# Exercise materials
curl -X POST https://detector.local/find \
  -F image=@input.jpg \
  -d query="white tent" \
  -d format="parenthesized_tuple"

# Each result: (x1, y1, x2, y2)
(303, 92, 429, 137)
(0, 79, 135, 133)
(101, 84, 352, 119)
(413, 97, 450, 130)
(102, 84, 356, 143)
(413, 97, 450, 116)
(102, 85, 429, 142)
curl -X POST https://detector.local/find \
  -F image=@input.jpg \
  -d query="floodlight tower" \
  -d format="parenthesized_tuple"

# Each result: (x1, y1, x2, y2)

# What is required
Using the data above, return each line exactly as written.

# Exercise answer
curl -X POST https://detector.local/find \
  -F image=@input.jpg \
  -d query="white tent" \
  -d format="parenthesized_tuple"

# Each result: (x1, y1, x2, y2)
(303, 92, 429, 137)
(0, 79, 135, 133)
(101, 84, 352, 119)
(413, 97, 450, 130)
(102, 84, 356, 143)
(413, 97, 450, 116)
(102, 85, 429, 142)
curl -X POST https://detector.local/find \
  -F image=@input.jpg \
  -d query="floodlight tower" \
  -d format="parenthesized_tuple"

# Each result: (x1, y1, x2, y2)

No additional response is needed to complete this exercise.